TASK DETAILS: Every line in the data below that has the word "this" should be returned.

--- EXTRACTED MATERIAL Enclosed Below ---

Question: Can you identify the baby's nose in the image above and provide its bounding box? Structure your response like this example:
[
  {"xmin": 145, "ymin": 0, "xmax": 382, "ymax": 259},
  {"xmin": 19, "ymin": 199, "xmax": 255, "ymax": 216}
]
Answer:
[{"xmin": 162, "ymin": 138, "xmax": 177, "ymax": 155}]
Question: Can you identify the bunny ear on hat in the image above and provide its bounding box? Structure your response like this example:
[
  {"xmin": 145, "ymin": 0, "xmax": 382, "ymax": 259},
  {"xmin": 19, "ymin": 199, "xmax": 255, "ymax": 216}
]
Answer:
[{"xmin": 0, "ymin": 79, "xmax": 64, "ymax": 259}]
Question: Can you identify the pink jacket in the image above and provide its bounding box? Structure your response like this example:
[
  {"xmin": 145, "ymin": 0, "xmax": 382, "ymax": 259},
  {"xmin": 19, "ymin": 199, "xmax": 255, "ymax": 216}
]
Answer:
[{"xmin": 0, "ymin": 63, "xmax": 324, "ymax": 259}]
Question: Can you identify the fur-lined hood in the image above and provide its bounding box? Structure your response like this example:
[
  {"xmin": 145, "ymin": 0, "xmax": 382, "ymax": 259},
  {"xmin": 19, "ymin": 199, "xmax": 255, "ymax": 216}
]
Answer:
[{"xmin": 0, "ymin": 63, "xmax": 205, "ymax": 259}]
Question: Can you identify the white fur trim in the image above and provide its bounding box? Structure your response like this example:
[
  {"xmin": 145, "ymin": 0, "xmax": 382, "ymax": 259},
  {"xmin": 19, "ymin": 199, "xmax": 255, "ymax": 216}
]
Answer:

--- End of Enclosed EXTRACTED MATERIAL ---

ANSWER BOX:
Question: Can you identify the baby's nose in the image above and provide its bounding box? Structure your response like this example:
Question: Can you identify the bunny ear on hat in the image above and provide its bounding box? Structure your response like this example:
Question: Can you identify the pink jacket in the image above and provide its bounding box? Structure your response like this example:
Question: Can you identify the fur-lined hood in the image above and provide its bounding box? Structure your response like this example:
Question: Can you identify the white fur trim in the image above and provide its bounding box? Structure your response like this example:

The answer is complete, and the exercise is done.